■ YOUR GOAL
Find "Target: person holding flowers" in the data, then restate the line it sits in and every later line word for word, ending with the last line.

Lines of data
## BEGIN

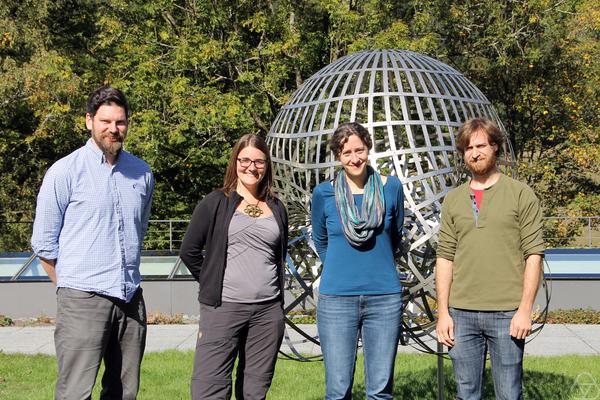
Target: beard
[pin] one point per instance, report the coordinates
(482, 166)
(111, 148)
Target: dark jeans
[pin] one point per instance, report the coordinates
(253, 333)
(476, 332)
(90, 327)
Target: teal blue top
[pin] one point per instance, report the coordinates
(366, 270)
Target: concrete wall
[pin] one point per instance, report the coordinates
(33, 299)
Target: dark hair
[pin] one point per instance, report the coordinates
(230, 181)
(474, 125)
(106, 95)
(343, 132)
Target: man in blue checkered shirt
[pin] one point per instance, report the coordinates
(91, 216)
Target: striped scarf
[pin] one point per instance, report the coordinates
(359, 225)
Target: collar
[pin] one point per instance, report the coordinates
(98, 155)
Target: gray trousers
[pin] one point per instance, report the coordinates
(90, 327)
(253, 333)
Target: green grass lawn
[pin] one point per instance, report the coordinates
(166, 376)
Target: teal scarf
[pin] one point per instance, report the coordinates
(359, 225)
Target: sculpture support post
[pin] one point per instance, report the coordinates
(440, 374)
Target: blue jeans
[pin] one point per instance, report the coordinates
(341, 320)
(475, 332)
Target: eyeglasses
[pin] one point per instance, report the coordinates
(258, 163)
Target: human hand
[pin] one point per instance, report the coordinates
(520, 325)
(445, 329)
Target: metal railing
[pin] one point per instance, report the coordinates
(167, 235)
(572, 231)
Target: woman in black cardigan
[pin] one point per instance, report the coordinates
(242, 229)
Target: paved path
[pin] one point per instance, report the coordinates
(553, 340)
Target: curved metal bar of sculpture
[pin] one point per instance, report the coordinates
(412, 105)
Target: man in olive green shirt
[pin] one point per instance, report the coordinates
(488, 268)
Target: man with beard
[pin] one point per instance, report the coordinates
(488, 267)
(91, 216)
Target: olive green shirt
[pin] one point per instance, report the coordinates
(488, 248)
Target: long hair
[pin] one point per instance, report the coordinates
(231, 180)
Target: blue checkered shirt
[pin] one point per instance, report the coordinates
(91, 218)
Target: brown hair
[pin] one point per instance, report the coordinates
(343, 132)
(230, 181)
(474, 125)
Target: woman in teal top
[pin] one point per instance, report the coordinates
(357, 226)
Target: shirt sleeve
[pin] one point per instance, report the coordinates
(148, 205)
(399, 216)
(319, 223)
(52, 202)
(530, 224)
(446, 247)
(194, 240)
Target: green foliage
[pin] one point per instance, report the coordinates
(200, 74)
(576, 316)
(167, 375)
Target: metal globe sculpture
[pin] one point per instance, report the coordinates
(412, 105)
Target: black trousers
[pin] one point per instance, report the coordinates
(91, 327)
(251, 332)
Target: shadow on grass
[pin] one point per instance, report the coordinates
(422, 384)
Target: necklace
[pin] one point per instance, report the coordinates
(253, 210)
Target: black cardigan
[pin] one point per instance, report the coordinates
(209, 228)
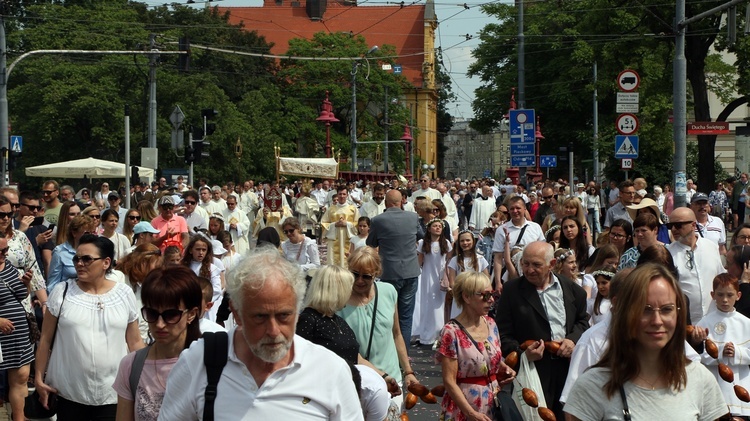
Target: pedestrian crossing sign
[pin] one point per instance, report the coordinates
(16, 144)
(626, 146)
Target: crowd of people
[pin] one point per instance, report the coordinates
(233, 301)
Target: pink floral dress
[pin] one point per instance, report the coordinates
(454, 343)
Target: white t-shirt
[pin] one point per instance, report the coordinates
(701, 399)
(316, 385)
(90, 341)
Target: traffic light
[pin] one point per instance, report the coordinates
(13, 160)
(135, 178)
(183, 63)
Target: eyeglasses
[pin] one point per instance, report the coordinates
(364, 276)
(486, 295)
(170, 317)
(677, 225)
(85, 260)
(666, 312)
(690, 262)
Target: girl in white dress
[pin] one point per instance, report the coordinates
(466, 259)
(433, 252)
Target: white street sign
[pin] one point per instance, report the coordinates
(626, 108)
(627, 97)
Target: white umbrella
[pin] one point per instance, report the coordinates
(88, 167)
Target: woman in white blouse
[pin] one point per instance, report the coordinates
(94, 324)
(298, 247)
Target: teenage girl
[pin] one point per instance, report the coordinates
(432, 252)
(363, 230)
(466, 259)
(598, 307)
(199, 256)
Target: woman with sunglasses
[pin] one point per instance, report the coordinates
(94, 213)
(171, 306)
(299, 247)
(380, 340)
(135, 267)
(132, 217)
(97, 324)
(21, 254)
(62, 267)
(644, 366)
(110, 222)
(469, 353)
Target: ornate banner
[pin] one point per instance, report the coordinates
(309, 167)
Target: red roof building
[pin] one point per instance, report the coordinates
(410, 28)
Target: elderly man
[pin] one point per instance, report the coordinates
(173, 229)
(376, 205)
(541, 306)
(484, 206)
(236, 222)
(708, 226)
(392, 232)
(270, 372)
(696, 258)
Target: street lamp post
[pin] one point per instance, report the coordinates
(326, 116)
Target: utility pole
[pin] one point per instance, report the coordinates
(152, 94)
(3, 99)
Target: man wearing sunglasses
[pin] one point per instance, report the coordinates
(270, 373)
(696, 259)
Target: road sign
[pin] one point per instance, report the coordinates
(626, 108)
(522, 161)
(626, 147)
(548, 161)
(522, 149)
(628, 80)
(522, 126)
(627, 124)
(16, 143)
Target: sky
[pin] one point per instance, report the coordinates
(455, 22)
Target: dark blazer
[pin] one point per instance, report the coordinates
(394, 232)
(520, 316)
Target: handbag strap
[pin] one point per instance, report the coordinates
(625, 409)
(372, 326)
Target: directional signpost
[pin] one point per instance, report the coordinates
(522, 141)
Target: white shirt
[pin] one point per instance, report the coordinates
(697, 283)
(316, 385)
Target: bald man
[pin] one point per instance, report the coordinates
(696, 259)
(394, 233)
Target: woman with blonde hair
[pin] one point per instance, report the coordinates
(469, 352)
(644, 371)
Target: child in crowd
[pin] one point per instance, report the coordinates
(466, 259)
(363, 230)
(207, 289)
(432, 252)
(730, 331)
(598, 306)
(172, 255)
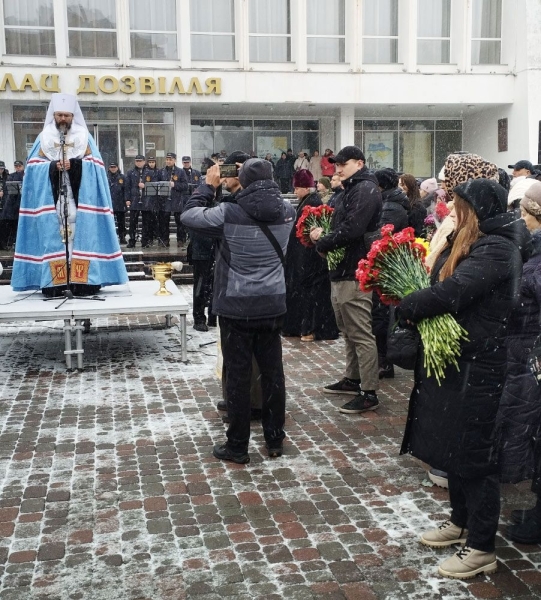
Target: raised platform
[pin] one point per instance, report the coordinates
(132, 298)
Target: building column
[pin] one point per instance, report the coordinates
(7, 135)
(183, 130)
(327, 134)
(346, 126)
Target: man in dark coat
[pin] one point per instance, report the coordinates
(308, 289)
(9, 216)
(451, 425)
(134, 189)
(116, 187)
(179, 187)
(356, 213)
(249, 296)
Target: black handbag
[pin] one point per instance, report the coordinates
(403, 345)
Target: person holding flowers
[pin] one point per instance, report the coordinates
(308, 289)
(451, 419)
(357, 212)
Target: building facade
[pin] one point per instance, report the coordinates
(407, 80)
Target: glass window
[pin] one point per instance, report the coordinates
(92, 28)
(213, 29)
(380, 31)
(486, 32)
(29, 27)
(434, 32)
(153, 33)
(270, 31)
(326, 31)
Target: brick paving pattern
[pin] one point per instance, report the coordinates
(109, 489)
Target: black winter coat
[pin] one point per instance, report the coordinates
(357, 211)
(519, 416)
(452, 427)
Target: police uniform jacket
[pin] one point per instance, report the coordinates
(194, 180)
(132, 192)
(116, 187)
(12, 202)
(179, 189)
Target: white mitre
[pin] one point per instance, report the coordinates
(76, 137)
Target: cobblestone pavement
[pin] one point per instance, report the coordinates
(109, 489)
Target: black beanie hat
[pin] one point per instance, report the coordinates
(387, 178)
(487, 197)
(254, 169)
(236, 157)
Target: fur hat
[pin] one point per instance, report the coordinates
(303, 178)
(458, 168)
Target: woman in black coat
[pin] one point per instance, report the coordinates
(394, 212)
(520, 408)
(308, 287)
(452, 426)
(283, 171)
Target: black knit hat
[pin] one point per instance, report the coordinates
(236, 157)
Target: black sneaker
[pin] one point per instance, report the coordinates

## END

■ SOLUTION TO THE PROBLEM
Target: person holding flowers
[pin] one point per instance, report the coordinates
(308, 289)
(451, 419)
(357, 212)
Target: building facade
[pin] one point per instance, report the coordinates
(407, 80)
Target: glass window
[pin] one point per instance, report the coordinates
(92, 28)
(213, 29)
(380, 31)
(486, 32)
(29, 27)
(434, 32)
(153, 33)
(270, 31)
(326, 31)
Target: brick paving pattern
[pin] one point per instance, report the coordinates
(109, 489)
Target: black winter coat
[pin] one point per instance, report the coordinates
(357, 211)
(519, 416)
(452, 427)
Target: police uniform jacket
[pin] one point per instance, report the coordinates
(194, 180)
(132, 192)
(116, 187)
(12, 202)
(179, 189)
Target: white mitre
[pin] one point per instance, report the coordinates
(76, 137)
Target: cobblestone pavement
[pin] one point per instance, report the coordinates
(109, 489)
Target: black beanie hat
[pin] one point per instance, report the coordinates
(387, 178)
(487, 197)
(254, 169)
(236, 157)
Target: fur hat
[pin] one point per instance, report the coordinates
(303, 178)
(458, 168)
Target: woman in black coat
[pin] one point per instance, report the coordinates
(394, 212)
(520, 408)
(308, 287)
(452, 426)
(283, 171)
Target: black knit hat
[pin] one point per instance, report the coordinates
(236, 157)
Target: black sneaker
[pin] one point per instance, report the coordinates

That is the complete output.